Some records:

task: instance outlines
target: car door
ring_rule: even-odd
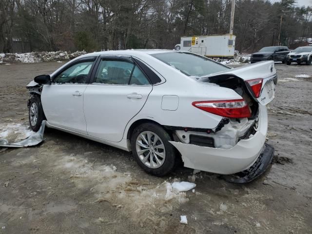
[[[284,60],[284,58],[285,57],[285,49],[284,47],[278,47],[278,51],[276,53],[276,59],[275,60],[276,61],[283,61]]]
[[[95,64],[96,57],[75,60],[51,78],[44,85],[41,100],[48,123],[87,134],[83,114],[83,93]]]
[[[87,132],[92,136],[118,142],[128,122],[142,109],[153,86],[130,57],[103,56],[84,94]]]

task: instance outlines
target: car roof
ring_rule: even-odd
[[[142,54],[152,55],[154,54],[159,54],[161,53],[176,52],[176,51],[173,50],[160,50],[160,49],[139,49],[139,50],[110,50],[107,51],[99,51],[97,52],[86,54],[79,58],[83,58],[90,56],[98,56],[104,55],[138,55]]]

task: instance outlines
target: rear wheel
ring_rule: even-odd
[[[176,164],[176,150],[169,142],[169,135],[161,126],[143,123],[131,136],[132,153],[137,164],[148,173],[161,176],[168,174]]]
[[[28,117],[30,128],[34,132],[37,132],[41,126],[42,120],[45,118],[40,97],[32,97],[29,103]]]

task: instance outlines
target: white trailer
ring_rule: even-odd
[[[176,50],[191,51],[209,58],[233,58],[236,36],[231,34],[182,37]]]

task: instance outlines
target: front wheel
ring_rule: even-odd
[[[32,97],[29,102],[28,117],[30,128],[34,132],[37,132],[41,126],[42,120],[45,118],[40,97]]]
[[[170,136],[161,126],[147,123],[137,126],[131,136],[132,153],[137,164],[148,173],[161,176],[173,169],[176,150]]]

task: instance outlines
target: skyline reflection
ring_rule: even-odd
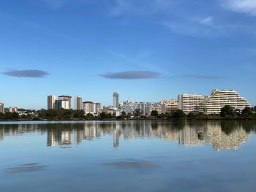
[[[24,134],[46,134],[46,145],[60,147],[82,145],[105,136],[113,137],[112,146],[120,140],[159,138],[177,142],[182,147],[210,145],[215,151],[237,150],[255,131],[254,122],[109,121],[72,123],[0,124],[0,141]],[[1,145],[1,142],[0,142]]]

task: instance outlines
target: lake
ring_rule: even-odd
[[[253,121],[0,122],[0,191],[255,191]]]

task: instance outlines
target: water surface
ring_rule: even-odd
[[[0,191],[255,191],[255,122],[2,122]]]

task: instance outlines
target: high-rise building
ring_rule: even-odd
[[[178,100],[176,99],[162,100],[160,104],[165,108],[165,113],[170,113],[178,110]]]
[[[205,96],[197,94],[181,94],[178,96],[178,107],[186,114],[190,112],[195,114],[199,112],[200,104],[203,102]]]
[[[114,109],[119,107],[119,94],[116,92],[113,93],[113,106]]]
[[[99,115],[101,112],[101,104],[100,103],[94,103],[94,114]]]
[[[3,103],[0,103],[0,112],[4,112],[4,104]]]
[[[55,96],[47,96],[47,109],[48,110],[54,110],[56,108],[56,97]]]
[[[75,110],[82,110],[82,97],[80,96],[75,96]]]
[[[94,103],[91,101],[84,101],[83,102],[83,110],[84,110],[85,114],[91,113],[94,114]]]
[[[72,96],[59,96],[59,101],[58,101],[58,108],[64,108],[66,110],[71,110],[72,107],[71,107],[71,99]],[[67,102],[63,102],[62,101],[68,101]],[[59,105],[59,104],[64,104],[64,105]],[[68,105],[68,107],[67,107],[67,105]],[[65,107],[63,107],[63,106],[65,106]]]
[[[214,89],[211,95],[203,100],[200,111],[206,115],[219,114],[225,105],[234,107],[239,112],[246,107],[251,107],[249,103],[235,90]]]

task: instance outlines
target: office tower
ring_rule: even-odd
[[[234,107],[239,112],[246,107],[251,107],[249,103],[235,90],[214,89],[211,95],[203,101],[200,111],[206,115],[219,114],[225,105]]]
[[[101,104],[100,103],[94,103],[94,114],[99,115],[101,111]]]
[[[47,96],[47,109],[54,110],[56,109],[56,97],[55,96]]]
[[[59,96],[58,99],[58,108],[71,110],[71,99],[72,96]]]
[[[165,113],[170,113],[178,110],[178,100],[176,99],[162,100],[160,104],[164,107]]]
[[[91,101],[84,101],[83,102],[83,110],[84,110],[85,114],[91,113],[94,114],[94,103]]]
[[[200,104],[203,102],[205,96],[197,94],[181,94],[178,96],[178,109],[186,114],[190,112],[195,114],[199,112]]]
[[[75,97],[75,110],[82,110],[82,97],[77,96]]]
[[[4,112],[4,104],[3,103],[0,103],[0,112]]]
[[[119,95],[116,92],[113,93],[113,107],[114,109],[119,107]]]

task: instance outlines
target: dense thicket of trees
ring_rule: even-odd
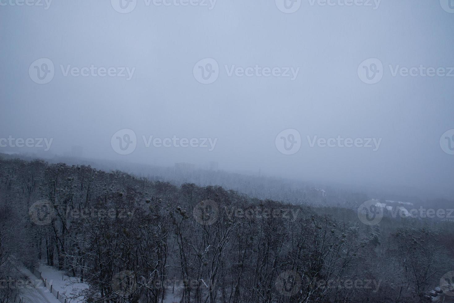
[[[370,226],[351,209],[0,158],[0,280],[41,260],[89,302],[424,302],[454,270],[453,239],[449,222]]]

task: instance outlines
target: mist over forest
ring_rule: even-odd
[[[454,302],[454,0],[0,26],[0,303]]]

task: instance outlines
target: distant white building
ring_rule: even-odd
[[[219,164],[216,161],[208,162],[208,169],[209,171],[217,171],[219,169]]]
[[[195,168],[195,166],[192,163],[181,162],[175,164],[175,170],[178,173],[188,173],[192,171]]]
[[[323,198],[326,196],[326,192],[323,188],[316,188],[315,190],[321,194],[321,196]]]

- Description of the task
Identify every line in the items above that contains the string "wheel", and copy each such line. Case counts.

- Response
target: rear wheel
target: front wheel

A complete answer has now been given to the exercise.